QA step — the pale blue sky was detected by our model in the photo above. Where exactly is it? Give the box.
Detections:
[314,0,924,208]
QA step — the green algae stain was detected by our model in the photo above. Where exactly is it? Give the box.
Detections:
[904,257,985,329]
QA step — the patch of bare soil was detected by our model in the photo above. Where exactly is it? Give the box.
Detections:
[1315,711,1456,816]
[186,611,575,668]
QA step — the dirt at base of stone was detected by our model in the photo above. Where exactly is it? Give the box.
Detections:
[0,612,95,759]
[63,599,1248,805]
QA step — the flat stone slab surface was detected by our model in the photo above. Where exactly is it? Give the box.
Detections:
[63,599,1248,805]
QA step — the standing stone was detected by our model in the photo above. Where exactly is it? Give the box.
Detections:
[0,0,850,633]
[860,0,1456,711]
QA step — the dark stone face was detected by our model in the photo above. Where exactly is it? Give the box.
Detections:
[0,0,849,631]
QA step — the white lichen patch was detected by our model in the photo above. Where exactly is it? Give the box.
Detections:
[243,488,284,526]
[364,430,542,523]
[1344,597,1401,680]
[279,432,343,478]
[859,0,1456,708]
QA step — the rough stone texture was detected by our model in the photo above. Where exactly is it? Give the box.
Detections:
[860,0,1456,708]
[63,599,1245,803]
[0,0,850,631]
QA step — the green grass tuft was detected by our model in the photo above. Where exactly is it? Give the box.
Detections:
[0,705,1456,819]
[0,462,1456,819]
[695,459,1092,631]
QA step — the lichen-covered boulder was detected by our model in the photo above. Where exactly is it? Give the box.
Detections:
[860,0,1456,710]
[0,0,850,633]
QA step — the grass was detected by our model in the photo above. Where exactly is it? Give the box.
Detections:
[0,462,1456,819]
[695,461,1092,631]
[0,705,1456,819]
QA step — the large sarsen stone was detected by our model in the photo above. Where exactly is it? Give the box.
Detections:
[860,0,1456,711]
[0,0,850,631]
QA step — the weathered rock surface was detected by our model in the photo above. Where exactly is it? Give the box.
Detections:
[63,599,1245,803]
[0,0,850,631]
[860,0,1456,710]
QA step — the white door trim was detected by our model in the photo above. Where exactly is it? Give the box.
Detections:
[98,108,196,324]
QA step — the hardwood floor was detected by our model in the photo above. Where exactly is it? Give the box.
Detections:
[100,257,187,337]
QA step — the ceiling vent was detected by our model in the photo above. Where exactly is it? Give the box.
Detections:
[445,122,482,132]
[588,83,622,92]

_WHAT IS BEING ASKED_
Switch each "our model" in the entries to "the detector", then write out all the lines again with nothing else changed.

_RESPONSE FOR THIS EXERCISE_
QA step — the pale blue sky was detected by the detector in the photo above. Where exactly is it? Give the box.
Detections:
[314,0,924,208]
QA step — the green algae stain was detected by the detector in the photo above. Where exactly is it? Give the box.
Detections:
[904,257,985,329]
QA step — the patch of bare soil was detected by the detector in the photo above. Where exactly is it? Give the box.
Detections:
[1315,711,1456,816]
[186,611,575,668]
QA step — the dirt at base of stone was detected by the detector in the photo above. Where exactly is it? Give the box.
Detections:
[0,612,95,759]
[63,599,1248,805]
QA step — the flat stone slab surface was detected by the detector in the photo above. Where exactly is it? Give the box.
Detections:
[63,599,1248,805]
QA step — the standing stone was detected by the detector in the photo above. Where exactly is it? Give the box.
Detections:
[0,0,850,633]
[860,0,1456,711]
QA step — the dark stone face was detected by the detector in the photo above. Where exactly is it? Give the box.
Detections:
[0,0,849,631]
QA step — the white lichen patch was detected by the detector in the photo above. Where exactly is it? Give the box.
Detections:
[243,488,284,526]
[364,430,542,523]
[1344,597,1401,680]
[279,432,343,478]
[859,0,1456,708]
QA step — the rough stone texture was detected by the detector in the photo above. Where exactly is it? Give the box.
Detections:
[860,0,1456,708]
[63,599,1245,803]
[0,0,850,631]
QA step — the green grass tuft was detected by the detector in the photo above. Where exactly is it? Give the box.
Detections:
[0,705,1456,819]
[0,462,1456,819]
[695,459,1092,631]
QA step — the lichen-covered boulder was detected by the detector in the photo above. Where exactly is it? Give the box.
Detections:
[860,0,1456,710]
[0,0,850,633]
QA step — the grass was detected by the detector in the photo above. Where exactly is it? Give the box.
Detections:
[0,462,1456,819]
[695,461,1092,631]
[0,705,1456,819]
QA step — the large sarsen stone was detected by the detector in the photo above. Where exactly is it? Give the box.
Detections:
[860,0,1456,711]
[0,0,850,631]
QA step — the weathered rock surface was detected by the detector in the photo above. Where exactly is it? Give the box.
Detections:
[63,599,1245,803]
[0,0,850,631]
[860,0,1456,710]
QA step — the white door trim was detected by the detector in the photo above. Where exactly is it? Give the box.
Detections:
[98,108,196,324]
QA step — the hardwood floor was detected by the detector in the photo above. Where exactly is it? Give the box.
Detections:
[100,257,187,337]
QA step — the ceiling vent was detected by the detector in the photo above. Where exactly is it? Give the box.
Detections:
[445,122,482,132]
[588,83,622,92]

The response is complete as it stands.